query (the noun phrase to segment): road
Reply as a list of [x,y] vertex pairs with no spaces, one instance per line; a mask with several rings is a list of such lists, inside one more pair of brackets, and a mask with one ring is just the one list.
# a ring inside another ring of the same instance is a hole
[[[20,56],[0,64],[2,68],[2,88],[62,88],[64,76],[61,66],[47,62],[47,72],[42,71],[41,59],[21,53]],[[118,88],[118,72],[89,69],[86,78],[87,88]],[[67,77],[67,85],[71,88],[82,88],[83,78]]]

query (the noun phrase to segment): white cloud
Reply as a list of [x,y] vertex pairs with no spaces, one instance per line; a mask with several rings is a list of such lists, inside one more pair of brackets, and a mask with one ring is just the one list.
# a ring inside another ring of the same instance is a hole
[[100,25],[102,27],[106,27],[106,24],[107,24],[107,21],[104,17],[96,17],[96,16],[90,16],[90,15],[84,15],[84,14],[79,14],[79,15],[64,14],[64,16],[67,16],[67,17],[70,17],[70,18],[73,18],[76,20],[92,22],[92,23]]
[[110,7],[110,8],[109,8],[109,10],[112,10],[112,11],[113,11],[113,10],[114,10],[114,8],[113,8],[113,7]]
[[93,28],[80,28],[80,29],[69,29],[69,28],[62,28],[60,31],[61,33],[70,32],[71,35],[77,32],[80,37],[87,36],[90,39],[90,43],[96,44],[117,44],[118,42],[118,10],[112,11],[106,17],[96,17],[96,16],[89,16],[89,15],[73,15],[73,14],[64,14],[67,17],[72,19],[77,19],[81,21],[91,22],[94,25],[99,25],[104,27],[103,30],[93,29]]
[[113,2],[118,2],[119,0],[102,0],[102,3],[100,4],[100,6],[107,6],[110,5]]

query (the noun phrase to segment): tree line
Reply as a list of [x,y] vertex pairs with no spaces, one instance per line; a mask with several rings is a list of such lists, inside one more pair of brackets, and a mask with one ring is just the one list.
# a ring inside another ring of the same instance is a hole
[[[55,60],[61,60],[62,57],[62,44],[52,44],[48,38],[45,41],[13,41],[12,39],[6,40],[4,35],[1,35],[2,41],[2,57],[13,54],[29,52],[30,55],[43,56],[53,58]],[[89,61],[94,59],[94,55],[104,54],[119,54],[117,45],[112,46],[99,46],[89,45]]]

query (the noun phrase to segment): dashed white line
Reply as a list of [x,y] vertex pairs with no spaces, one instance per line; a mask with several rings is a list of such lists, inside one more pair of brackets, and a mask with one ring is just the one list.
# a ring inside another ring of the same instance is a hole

=======

◆ **Problem to work on**: Format every line of the entries above as a numbered list, leaving out the blank lines.

◆ **Expected answer**:
1. query (the noun phrase to segment): road
2. Reply as a list of [x,y] vertex pairs with no spaces, one instance per line; a mask with several rings is a list of such lists, inside one more pair of brackets, and a mask with one ring is just the one list.
3. # a ring inside another ring of the same instance is a hole
4. [[[20,56],[0,64],[2,68],[2,88],[62,88],[64,76],[61,66],[47,62],[47,72],[42,71],[41,59],[21,53]],[[118,88],[118,72],[89,69],[86,78],[87,88]],[[67,77],[67,85],[71,88],[82,88],[83,78]]]
5. query (the noun phrase to segment): white cloud
6. Reply as a list of [x,y] vertex pairs with no spaces, one instance per line; a mask with several rings is a list of such lists, inside one more pair of brackets, and a mask with one ring is just the one list.
7. # a ring inside another ring of the same instance is a hole
8. [[100,25],[102,27],[106,27],[106,24],[107,24],[107,21],[104,17],[96,17],[96,16],[90,16],[90,15],[84,15],[84,14],[79,14],[79,15],[64,14],[64,16],[67,16],[67,17],[70,17],[70,18],[73,18],[76,20],[92,22],[92,23]]
9. [[110,7],[110,8],[109,8],[109,10],[112,10],[112,11],[113,11],[113,10],[114,10],[114,8],[113,8],[113,7]]
10. [[93,28],[80,28],[80,29],[69,29],[69,28],[62,28],[60,31],[61,33],[70,32],[71,35],[77,32],[80,37],[87,36],[90,39],[90,43],[96,44],[117,44],[118,42],[118,10],[112,11],[106,17],[96,17],[96,16],[89,16],[89,15],[73,15],[73,14],[64,14],[67,17],[72,19],[77,19],[81,21],[91,22],[94,25],[99,25],[104,27],[103,30],[93,29]]
11. [[113,2],[118,2],[119,0],[102,0],[102,3],[100,4],[100,6],[107,6],[110,5]]
12. query (the noun phrase to segment): tree line
13. Reply as a list of [x,y] vertex pairs with no spaces, one instance per line; a mask with several rings is a list of such lists, inside one more pair of brackets, and a mask with one ring is just the one list.
14. # a ring inside another ring of the same instance is a hole
15. [[[55,60],[61,60],[62,57],[62,44],[52,44],[48,38],[45,41],[13,41],[12,39],[6,40],[4,35],[1,35],[2,41],[2,57],[13,54],[29,52],[30,55],[43,56],[53,58]],[[89,61],[94,59],[94,55],[104,54],[119,54],[117,45],[112,46],[99,46],[89,45]]]
16. query (the noun phrase to segment): dashed white line
17. Reply as a list of [x,y] vertex pairs with no spaces, one instance per line; a mask with several rings is a list of such lists, inside one more pair of brackets, and a mask with one ring is just the one list.
18. # a ring inside another ring of the same instance is a hole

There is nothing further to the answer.